**** Trecho do documento ****

REFERENDO
Venezuela e Hugo Chávez: de novo a imprensa comeu bola, 3/12
‘De novo nossa imprensa comeu bola sobre a Venezuela. Em 2002 foi aquela vergonha dos nossos semanários e comentaristas saírem soltando foguetes na sexta-feira cantando em prosa e verso a queda de Hugo Chávez, enquanto no domingo à noite nele reentrava vitoriosamente no Palácio Miraflores reconduzido pelo povo e por militares legalistas que rejeitaram o tradicional papel sujo que as classes dirigentes sempre atribuíram às Forças Armadas na América Latina.
Desta vez foi o contrário. Embalados por bocas de urna duvidosas, comentaristas no domingo à noite e os jornais conservadores na segunda pela manhã anunciavam a vitória do ´sim` no plebiscito venezuelano. As violas, violinos, guitarras, cellos e trombetas já se afinavam à torto e à direita. Seria uma vitória ´apertada` numa ´Venezuela dividida` e que permaneceria dividida enquanto Hugo Chávez permanecer no poder. Também se lançaria mão dos conhecidos acordes das ´instituições em perigo´, do ´enterro da democracia´, e por aí afora e adentro.

****

=== Exercício escrito 1 ===
Imprima sem nenhuma alteração a parte do texto sobre a imprensa e a Venezuela que começa em "Desta vez foi" e vai até "afora e adentro.".
O texto e os registros são materiais independentes, sem relação entre si.

**** Dados para processar ****

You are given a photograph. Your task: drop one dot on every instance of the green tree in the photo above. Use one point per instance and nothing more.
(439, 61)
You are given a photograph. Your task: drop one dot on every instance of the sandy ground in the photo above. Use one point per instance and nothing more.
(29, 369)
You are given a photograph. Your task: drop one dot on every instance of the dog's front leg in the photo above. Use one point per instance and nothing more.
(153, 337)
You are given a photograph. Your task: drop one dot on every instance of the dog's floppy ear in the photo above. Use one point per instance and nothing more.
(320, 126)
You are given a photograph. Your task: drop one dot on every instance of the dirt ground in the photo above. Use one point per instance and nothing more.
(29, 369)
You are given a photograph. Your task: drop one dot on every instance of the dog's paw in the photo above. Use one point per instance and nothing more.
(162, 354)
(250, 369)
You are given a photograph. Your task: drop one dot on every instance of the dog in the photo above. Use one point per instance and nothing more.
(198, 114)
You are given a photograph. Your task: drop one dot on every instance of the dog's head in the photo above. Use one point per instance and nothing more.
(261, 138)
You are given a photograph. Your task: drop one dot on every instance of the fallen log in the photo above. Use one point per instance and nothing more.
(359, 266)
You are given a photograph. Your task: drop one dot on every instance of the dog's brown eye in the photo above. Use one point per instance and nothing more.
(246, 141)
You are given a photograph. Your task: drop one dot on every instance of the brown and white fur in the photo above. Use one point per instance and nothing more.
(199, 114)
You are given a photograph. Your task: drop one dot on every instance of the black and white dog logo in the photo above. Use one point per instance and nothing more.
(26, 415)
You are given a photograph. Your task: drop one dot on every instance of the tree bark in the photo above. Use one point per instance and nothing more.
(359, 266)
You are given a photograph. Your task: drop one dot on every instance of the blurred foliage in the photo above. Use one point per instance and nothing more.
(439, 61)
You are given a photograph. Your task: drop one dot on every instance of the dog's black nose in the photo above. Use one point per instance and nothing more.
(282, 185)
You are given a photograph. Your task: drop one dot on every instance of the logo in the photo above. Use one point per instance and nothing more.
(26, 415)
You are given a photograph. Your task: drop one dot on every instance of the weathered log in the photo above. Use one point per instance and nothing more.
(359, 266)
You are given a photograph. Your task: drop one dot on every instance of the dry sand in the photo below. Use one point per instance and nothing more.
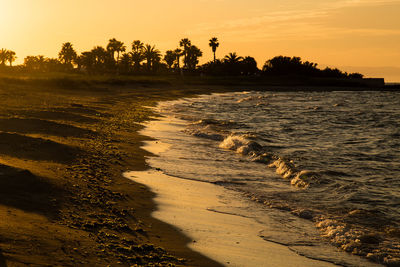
(63, 200)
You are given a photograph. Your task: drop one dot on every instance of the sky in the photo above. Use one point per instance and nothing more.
(353, 35)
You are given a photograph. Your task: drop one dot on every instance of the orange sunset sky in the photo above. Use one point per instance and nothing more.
(353, 35)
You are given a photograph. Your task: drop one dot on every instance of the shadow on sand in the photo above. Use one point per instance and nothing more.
(23, 190)
(25, 147)
(2, 260)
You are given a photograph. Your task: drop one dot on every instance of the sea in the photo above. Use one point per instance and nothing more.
(329, 159)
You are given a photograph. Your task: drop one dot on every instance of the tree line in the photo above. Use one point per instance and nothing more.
(141, 58)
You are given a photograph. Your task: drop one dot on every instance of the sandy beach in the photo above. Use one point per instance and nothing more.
(63, 199)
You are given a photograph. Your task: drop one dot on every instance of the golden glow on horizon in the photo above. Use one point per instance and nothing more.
(333, 32)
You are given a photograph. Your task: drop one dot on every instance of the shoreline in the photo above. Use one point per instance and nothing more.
(64, 201)
(229, 239)
(210, 215)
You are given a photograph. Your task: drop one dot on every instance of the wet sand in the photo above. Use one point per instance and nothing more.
(63, 199)
(229, 239)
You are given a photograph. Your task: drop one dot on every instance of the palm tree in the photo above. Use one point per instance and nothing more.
(232, 58)
(115, 46)
(67, 54)
(178, 54)
(152, 56)
(192, 57)
(3, 56)
(214, 44)
(126, 62)
(10, 56)
(185, 43)
(170, 58)
(137, 54)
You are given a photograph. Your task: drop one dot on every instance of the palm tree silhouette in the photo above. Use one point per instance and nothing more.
(67, 54)
(10, 56)
(214, 44)
(152, 56)
(232, 58)
(185, 43)
(115, 46)
(193, 54)
(170, 58)
(137, 53)
(178, 54)
(3, 56)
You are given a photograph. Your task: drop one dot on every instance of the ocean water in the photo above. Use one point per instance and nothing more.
(324, 165)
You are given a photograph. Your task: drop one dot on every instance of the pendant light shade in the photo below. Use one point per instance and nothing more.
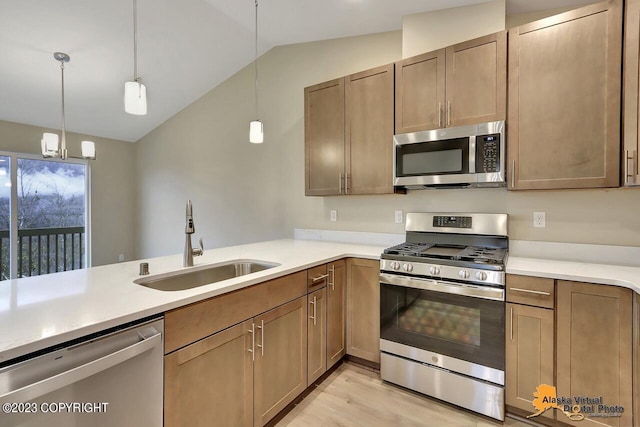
(135, 93)
(256, 129)
(135, 98)
(256, 132)
(56, 147)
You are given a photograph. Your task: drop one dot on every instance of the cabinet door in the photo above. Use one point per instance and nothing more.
(369, 132)
(420, 86)
(210, 382)
(564, 100)
(476, 81)
(280, 367)
(317, 335)
(336, 312)
(594, 340)
(324, 138)
(529, 354)
(630, 94)
(363, 309)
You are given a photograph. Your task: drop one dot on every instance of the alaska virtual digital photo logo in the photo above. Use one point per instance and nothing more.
(576, 408)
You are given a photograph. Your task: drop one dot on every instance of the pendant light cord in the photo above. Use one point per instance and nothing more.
(255, 64)
(63, 143)
(135, 41)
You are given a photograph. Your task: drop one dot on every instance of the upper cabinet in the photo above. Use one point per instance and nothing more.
(348, 134)
(631, 98)
(564, 100)
(460, 85)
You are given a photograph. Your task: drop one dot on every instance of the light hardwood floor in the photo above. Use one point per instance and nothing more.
(355, 396)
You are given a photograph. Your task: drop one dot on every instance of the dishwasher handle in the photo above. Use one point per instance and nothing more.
(63, 379)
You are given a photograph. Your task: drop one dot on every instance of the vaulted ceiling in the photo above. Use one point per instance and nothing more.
(185, 48)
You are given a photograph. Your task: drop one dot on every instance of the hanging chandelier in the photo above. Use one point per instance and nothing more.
(52, 145)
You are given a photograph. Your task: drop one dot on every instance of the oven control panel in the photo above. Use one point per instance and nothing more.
(453, 221)
(470, 275)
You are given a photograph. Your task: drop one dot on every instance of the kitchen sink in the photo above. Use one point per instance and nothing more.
(205, 275)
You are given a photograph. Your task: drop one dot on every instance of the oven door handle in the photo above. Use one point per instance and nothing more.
(484, 292)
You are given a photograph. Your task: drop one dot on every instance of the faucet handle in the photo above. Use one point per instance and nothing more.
(200, 251)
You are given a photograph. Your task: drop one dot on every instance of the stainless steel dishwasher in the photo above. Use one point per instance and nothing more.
(103, 380)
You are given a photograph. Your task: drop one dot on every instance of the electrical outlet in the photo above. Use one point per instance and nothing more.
(539, 220)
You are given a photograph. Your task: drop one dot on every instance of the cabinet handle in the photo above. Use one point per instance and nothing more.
(317, 279)
(630, 167)
(530, 291)
(513, 174)
(261, 345)
(253, 342)
(511, 323)
(333, 277)
(314, 311)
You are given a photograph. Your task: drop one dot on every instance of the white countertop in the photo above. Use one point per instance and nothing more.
(605, 274)
(38, 312)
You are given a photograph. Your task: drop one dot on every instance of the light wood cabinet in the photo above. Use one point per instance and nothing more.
(463, 84)
(530, 345)
(564, 100)
(324, 138)
(348, 134)
(631, 94)
(210, 382)
(594, 340)
(336, 313)
(317, 335)
(363, 309)
(280, 366)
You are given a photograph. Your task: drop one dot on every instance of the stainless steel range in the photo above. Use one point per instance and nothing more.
(442, 309)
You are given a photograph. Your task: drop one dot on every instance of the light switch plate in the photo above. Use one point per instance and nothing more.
(539, 220)
(399, 217)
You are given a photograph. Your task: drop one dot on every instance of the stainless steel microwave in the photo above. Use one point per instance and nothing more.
(464, 156)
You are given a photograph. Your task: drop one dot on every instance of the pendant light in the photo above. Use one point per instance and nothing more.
(52, 146)
(256, 130)
(135, 93)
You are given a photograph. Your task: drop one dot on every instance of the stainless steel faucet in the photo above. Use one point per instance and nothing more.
(189, 229)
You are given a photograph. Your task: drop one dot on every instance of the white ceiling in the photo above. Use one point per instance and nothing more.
(185, 48)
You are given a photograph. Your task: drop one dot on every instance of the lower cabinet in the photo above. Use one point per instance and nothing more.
(210, 382)
(336, 312)
(317, 335)
(363, 309)
(241, 376)
(280, 365)
(529, 355)
(594, 349)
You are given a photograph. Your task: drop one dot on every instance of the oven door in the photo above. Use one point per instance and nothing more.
(462, 321)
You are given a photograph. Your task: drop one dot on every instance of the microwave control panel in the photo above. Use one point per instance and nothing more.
(488, 153)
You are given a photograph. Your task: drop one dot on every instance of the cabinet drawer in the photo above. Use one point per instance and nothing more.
(317, 277)
(188, 324)
(536, 291)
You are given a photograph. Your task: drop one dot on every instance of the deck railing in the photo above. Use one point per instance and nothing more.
(44, 250)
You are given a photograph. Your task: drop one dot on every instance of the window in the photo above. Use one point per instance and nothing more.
(43, 209)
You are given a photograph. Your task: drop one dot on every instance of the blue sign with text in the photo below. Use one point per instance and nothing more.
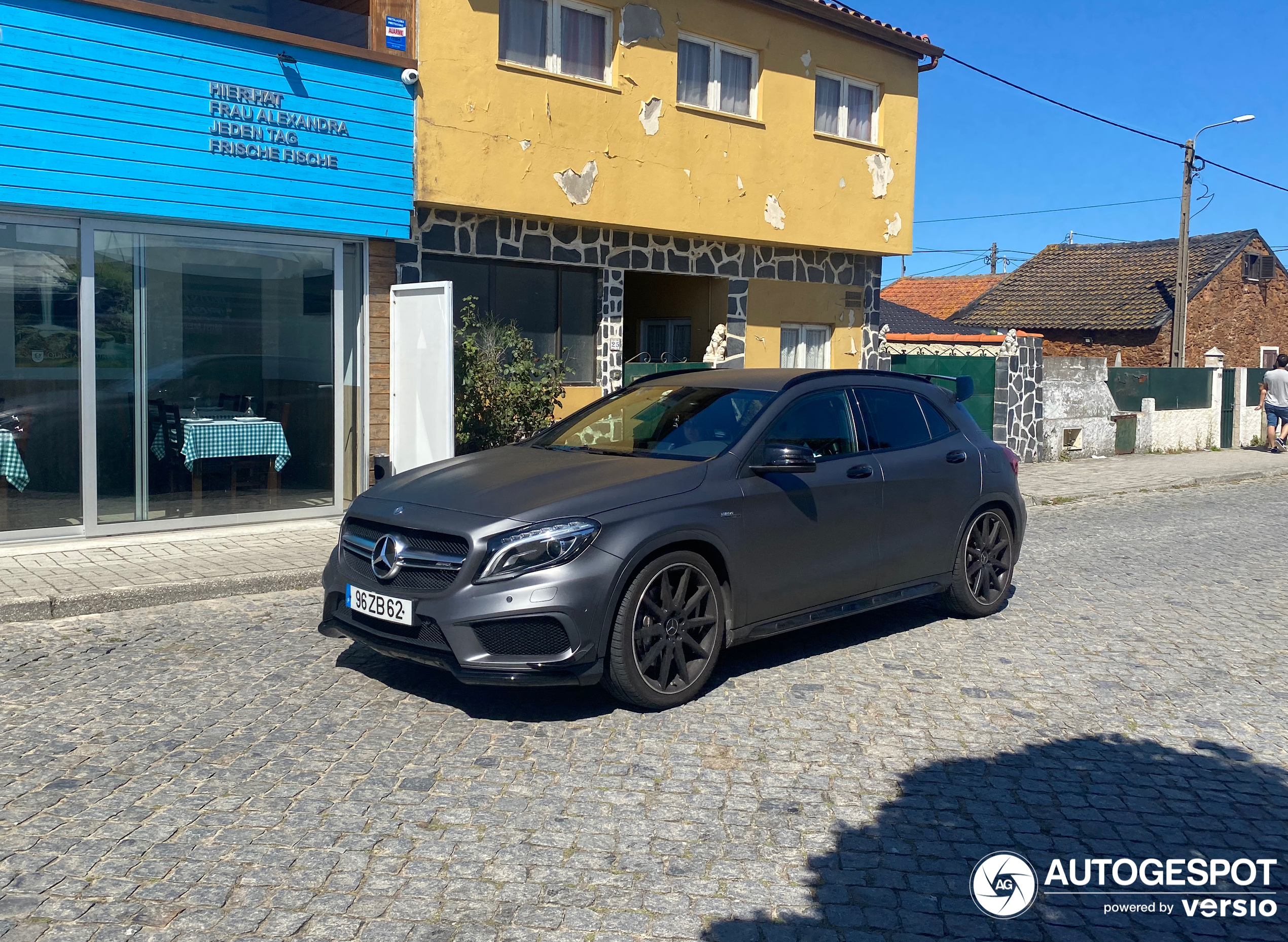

****

=== Exercício escrito 2 ===
Conte as linhas dos registros que contêm a palavra "control", levando em conta maiúsculas e minúsculas, e responda apenas com o número.

=== Resposta resolvida 1 ===
Desta vez foi o contrário. Embalados por bocas de urna duvidosas, comentaristas no domingo à noite e os jornais conservadores na segunda pela manhã anunciavam a vitória do ´sim` no plebiscito venezuelano. As violas, violinos, guitarras, cellos e trombetas já se afinavam à torto e à direita. Seria uma vitória ´apertada` numa ´Venezuela dividida` e que permaneceria dividida enquanto Hugo Chávez permanecer no poder. Também se lançaria mão dos conhecidos acordes das ´instituições em perigo´, do ´enterro da democracia´, e por aí afora e adentro.

=== Resposta resolvida 2 ===
2